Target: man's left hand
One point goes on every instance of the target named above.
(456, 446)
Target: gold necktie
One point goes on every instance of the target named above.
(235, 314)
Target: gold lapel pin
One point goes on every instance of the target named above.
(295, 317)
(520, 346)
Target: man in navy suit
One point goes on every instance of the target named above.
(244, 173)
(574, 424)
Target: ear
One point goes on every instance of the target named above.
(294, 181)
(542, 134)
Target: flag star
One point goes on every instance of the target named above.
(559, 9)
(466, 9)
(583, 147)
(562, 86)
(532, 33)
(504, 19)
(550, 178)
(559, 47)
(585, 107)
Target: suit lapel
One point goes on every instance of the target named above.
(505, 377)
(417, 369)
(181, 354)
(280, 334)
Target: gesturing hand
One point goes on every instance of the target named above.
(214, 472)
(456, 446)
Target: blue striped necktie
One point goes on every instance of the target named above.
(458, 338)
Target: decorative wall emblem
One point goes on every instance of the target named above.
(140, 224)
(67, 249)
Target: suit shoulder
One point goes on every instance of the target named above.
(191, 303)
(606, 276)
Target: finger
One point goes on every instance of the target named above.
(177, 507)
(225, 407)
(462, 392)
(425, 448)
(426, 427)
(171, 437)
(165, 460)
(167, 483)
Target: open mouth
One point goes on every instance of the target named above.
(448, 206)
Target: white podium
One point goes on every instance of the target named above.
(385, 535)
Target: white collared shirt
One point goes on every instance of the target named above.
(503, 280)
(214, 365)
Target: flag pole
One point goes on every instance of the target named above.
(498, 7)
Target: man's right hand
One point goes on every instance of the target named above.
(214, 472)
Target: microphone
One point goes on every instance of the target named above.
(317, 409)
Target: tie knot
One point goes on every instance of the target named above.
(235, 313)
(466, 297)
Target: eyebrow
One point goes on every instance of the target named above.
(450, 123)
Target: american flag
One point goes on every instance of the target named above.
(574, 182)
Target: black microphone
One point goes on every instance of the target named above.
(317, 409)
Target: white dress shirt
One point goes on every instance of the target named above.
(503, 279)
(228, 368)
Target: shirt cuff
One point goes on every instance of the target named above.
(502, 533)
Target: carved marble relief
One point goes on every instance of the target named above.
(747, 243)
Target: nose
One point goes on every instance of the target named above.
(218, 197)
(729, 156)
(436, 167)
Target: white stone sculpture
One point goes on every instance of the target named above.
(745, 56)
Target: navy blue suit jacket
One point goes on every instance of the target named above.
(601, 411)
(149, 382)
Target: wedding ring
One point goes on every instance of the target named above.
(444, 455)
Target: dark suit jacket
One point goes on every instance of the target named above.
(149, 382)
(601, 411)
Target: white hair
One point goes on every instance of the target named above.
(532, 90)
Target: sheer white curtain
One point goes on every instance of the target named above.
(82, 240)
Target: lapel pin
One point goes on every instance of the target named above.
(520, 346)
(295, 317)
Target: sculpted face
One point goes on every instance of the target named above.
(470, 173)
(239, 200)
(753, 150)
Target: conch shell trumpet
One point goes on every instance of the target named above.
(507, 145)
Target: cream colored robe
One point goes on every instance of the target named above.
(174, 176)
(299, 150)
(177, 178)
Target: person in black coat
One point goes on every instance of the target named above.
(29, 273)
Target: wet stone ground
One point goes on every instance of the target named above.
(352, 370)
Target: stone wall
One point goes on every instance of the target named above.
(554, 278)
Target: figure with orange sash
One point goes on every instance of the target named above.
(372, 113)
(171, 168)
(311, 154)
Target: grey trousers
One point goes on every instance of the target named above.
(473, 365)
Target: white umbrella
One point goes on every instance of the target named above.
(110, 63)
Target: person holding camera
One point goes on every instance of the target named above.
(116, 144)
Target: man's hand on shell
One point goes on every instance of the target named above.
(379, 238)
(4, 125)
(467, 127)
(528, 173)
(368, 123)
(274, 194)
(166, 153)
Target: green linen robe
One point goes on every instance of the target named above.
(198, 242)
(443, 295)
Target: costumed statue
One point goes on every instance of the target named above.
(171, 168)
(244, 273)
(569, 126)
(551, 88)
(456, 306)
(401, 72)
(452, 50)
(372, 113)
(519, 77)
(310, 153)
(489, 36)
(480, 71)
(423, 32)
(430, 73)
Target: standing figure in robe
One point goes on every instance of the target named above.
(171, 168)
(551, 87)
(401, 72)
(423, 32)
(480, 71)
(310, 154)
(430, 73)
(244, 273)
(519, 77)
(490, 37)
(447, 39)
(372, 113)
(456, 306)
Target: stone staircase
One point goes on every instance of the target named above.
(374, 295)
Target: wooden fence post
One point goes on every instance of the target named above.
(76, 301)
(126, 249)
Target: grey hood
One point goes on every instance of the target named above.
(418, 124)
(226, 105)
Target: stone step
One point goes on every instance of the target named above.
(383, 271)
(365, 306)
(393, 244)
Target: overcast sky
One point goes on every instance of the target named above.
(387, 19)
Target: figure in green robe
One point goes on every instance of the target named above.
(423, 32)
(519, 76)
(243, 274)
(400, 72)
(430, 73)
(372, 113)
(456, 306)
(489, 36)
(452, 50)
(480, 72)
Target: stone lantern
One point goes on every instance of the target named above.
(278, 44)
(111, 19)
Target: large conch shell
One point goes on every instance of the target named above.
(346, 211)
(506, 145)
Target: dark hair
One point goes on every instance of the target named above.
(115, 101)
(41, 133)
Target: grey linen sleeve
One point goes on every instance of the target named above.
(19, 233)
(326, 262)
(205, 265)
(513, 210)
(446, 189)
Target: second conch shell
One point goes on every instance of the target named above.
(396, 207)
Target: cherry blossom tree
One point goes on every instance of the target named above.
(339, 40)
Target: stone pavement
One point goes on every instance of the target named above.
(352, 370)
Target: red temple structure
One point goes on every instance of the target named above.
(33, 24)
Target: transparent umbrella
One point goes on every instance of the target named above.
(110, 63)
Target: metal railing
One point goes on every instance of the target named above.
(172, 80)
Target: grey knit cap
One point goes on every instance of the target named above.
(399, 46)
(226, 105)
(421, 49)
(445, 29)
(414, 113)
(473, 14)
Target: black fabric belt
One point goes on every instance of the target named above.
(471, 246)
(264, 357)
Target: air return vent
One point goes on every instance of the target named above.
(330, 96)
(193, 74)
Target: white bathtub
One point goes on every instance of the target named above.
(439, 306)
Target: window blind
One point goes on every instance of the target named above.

##############################

## STATED PROBLEM
Your task is to output exactly the lines running from the one with "Target: metal railing" through the final line of the material above, with both ends included.

## RESULT OF THIS EXERCISE
Target: metal railing
One point goes on every instance of the target named above.
(172, 80)
Target: grey knit cap
One point goes on every instance of the target named above.
(399, 46)
(226, 105)
(421, 49)
(445, 29)
(414, 113)
(473, 14)
Target: black fabric belt
One point goes on every instance of the target named above.
(471, 246)
(264, 357)
Target: air return vent
One point goes on every instance of the target named above.
(330, 96)
(193, 74)
Target: white bathtub
One point goes on every instance of the target named above.
(439, 306)
Target: window blind
One point goes on every instance of the target named above.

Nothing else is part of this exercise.